Retype all material exactly. Pictures stay out of the copy.
[Start of Items]
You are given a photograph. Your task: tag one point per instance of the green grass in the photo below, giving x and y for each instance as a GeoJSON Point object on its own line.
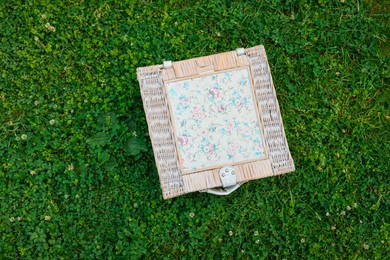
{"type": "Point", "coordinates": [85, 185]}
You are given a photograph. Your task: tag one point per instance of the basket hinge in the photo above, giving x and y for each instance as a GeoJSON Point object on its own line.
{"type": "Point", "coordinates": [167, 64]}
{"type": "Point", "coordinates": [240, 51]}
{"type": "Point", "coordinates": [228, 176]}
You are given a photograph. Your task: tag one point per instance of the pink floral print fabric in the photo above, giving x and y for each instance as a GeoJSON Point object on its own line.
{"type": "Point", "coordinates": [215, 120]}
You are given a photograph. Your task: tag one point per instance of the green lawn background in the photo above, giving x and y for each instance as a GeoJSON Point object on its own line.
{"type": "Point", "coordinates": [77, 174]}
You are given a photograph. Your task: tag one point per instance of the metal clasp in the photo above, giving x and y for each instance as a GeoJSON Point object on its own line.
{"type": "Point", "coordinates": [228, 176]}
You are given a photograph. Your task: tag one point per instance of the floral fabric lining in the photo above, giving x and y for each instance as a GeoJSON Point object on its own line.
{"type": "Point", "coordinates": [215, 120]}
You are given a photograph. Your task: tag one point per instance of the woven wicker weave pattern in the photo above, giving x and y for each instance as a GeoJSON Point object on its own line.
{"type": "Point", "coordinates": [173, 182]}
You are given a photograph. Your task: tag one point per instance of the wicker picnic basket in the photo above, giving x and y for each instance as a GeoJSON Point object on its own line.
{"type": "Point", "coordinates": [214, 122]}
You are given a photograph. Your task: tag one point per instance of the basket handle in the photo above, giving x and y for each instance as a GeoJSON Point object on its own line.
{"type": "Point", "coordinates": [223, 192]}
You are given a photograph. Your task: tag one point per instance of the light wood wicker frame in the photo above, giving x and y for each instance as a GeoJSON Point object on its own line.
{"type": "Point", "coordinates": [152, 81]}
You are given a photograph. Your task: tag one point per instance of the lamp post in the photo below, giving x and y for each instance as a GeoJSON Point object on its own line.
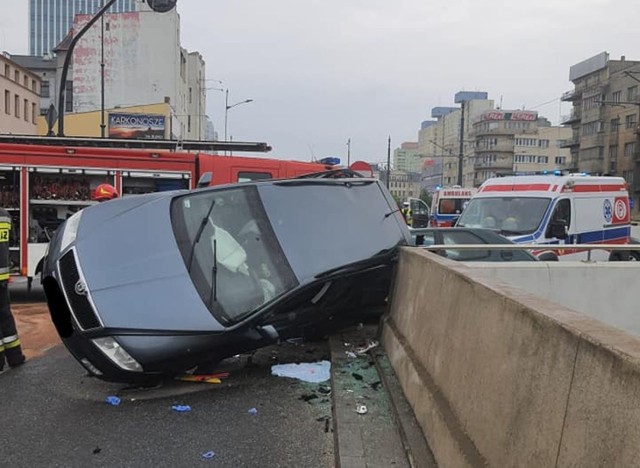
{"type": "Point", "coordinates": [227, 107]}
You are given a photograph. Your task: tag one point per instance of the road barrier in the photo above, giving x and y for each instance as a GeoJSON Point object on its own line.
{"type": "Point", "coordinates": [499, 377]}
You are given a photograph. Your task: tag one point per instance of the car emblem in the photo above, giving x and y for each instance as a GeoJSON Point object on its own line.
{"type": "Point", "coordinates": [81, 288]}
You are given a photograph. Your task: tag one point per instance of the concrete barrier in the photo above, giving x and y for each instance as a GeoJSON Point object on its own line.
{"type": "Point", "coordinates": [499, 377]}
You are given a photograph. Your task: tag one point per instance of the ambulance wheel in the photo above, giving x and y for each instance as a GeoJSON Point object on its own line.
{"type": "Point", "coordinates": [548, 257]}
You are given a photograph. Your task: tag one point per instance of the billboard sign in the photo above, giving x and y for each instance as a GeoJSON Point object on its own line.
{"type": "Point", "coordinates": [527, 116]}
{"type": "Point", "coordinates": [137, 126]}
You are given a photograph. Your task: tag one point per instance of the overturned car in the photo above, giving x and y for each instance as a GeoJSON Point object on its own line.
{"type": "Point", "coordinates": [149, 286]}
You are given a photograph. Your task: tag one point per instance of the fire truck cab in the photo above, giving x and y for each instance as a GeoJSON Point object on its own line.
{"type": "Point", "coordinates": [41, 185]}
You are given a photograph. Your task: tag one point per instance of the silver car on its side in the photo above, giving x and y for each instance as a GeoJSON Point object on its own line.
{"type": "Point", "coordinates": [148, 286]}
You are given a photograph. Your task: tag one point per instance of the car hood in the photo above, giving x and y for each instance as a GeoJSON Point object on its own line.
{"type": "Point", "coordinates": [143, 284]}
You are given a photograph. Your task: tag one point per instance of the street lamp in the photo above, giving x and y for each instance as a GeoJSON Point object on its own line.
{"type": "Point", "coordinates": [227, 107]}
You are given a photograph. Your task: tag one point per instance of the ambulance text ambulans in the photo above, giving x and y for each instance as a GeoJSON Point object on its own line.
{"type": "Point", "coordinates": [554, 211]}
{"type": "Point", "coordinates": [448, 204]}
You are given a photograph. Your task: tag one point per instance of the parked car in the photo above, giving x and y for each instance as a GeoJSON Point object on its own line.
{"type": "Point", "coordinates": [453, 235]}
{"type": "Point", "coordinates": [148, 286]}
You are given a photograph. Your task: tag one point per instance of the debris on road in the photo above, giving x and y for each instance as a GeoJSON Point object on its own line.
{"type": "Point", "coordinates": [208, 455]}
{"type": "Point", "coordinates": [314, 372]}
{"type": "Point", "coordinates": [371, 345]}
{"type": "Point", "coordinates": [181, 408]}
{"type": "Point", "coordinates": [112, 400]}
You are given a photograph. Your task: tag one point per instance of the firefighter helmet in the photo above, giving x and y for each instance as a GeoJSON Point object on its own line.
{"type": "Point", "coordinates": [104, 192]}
[End of Items]
Answer for this exercise:
You are given a photograph. Your task: tag one point per instance of the green grass in the photo below, giving x and y for each instance as a GeoJSON Point object on its own line.
{"type": "Point", "coordinates": [85, 185]}
You are given a photograph. Your task: tag one point per instance of the basket hinge in the photo above, giving x and y for each instance as a GeoJSON Point object on its own line.
{"type": "Point", "coordinates": [167, 64]}
{"type": "Point", "coordinates": [240, 51]}
{"type": "Point", "coordinates": [228, 176]}
You are given a photograph. Your task: tag one point per instance of the pink floral print fabric in the photo above, giving x and y for each instance as a GeoJSON Point object on its own line.
{"type": "Point", "coordinates": [215, 120]}
You are given a photograph. Your task: tag one point per instance of the green lawn background in the photo above, giving x and y for each instance as a GeoJSON Point object on its own line.
{"type": "Point", "coordinates": [77, 174]}
You are given a photograph. Your task: tag one point per instance of the metal clasp in the photo above, giving x and y for each instance as a GeoJSON Point object on its own line.
{"type": "Point", "coordinates": [228, 176]}
You are given a photograph. Your task: tag one point per instance of the floral fabric lining in the photo above, giving x and y for each instance as a GeoJSON Point object on its own line.
{"type": "Point", "coordinates": [215, 120]}
You are given a photograph. Your task: tag one point per instance of the woven wicker weave pattern in the photo above, giving x and y for each instance as a GeoJSON Point object on its own line.
{"type": "Point", "coordinates": [173, 182]}
You are given a photograph. Your task: tag one point per instance of the wicker picnic basket in the photo above, giving x and y for each instance as a GeoJSON Point object on its own line.
{"type": "Point", "coordinates": [214, 122]}
You are given a photograph. Your task: tag one point per instance of the basket handle in the photo above, giving x and y for each instance as a GeoJSON Point object on its own line.
{"type": "Point", "coordinates": [223, 192]}
You are given a photograph. Your task: tag one point per instance of the light wood wicker frame in the photo above, giving x and y for each instance as a GeoJSON Point object on its own line.
{"type": "Point", "coordinates": [152, 81]}
You are given a photograph. Your task: tag one point per instance of the lamp post in the photo below, giving x and y for each instance as a GeoJSON Point object on its own line.
{"type": "Point", "coordinates": [227, 107]}
You are given a photograph. Your task: tag one point per instance of the road barrier in the photo above, giving x and y for each instance as a GeoJSON Point object on its own line.
{"type": "Point", "coordinates": [499, 377]}
You are given a photograph. Your task: tag one point per instance of the car emblem in the photo above, giving x and y for each instance as a GeoJSON Point object on its own line.
{"type": "Point", "coordinates": [81, 288]}
You are given a photograph. Your task: tag one point per instance of the concrete barrier in the photo above, giving x and y for each instance as a GeoJSON Point object on its own line.
{"type": "Point", "coordinates": [499, 377]}
You are given a photograph. Your task: tag one point per instance of the ambulance wheel in the photo above, giving x and y for each instance as a GeoJSON Point object on its own line.
{"type": "Point", "coordinates": [548, 257]}
You are given a photograph. Your task: tag one point per instance of the billboard sign in the photo above, giving x and y for each instance as a GeoJSON Point object on its own line.
{"type": "Point", "coordinates": [527, 116]}
{"type": "Point", "coordinates": [137, 126]}
You are given a photograph. Your task: tag one point per instance of the overturned car in the photo above, giving x and y for each instance as a GeoJSON Point object on its own line.
{"type": "Point", "coordinates": [149, 286]}
You are given a photograph. Your task: tag one point per instance of the fire truck cab in the photo above, giving x and y for each instance as a GeoJSON Point object on its own line.
{"type": "Point", "coordinates": [41, 185]}
You are given a photograph. Your task: tag one point per instance of the silver car on its side in the photo above, giving x and y for each instance as a GeoJSON Point object on its own line.
{"type": "Point", "coordinates": [148, 286]}
You are given a photograph. Your task: tag one point per instance of the car hood in the photo above, giving x and y for each instance as a GeoJSON Point object on its own line.
{"type": "Point", "coordinates": [143, 284]}
You are given a photograph. Your task: tag one point per instance of the street lamp in the photo above, giving x and y for each instance as a GeoJSON Point object on its own line.
{"type": "Point", "coordinates": [227, 107]}
You are given a photograph. Your task: tag one point per instance of the ambulance text ambulans in the photo above, giving x and y for each instance as a GeoJSON Point object on its own line.
{"type": "Point", "coordinates": [554, 211]}
{"type": "Point", "coordinates": [448, 204]}
You are given a photograph. Your task: tag one point per instance of the parked car in the photo above, giving x and y for each instance as a GeoJSON Point object on its own line.
{"type": "Point", "coordinates": [453, 235]}
{"type": "Point", "coordinates": [148, 286]}
You are given a photograph. Your task: tag one point per instance of the debris on road in the photo above, giving x and y for each instance as a GeoJSON Point object on its own line.
{"type": "Point", "coordinates": [208, 455]}
{"type": "Point", "coordinates": [314, 372]}
{"type": "Point", "coordinates": [371, 345]}
{"type": "Point", "coordinates": [181, 408]}
{"type": "Point", "coordinates": [112, 400]}
You are given a photograph. Your task: tag one point per instance of the firefighter helmet in the photo above, giving x and y for each instance as a GeoJSON Point object on its own line.
{"type": "Point", "coordinates": [104, 192]}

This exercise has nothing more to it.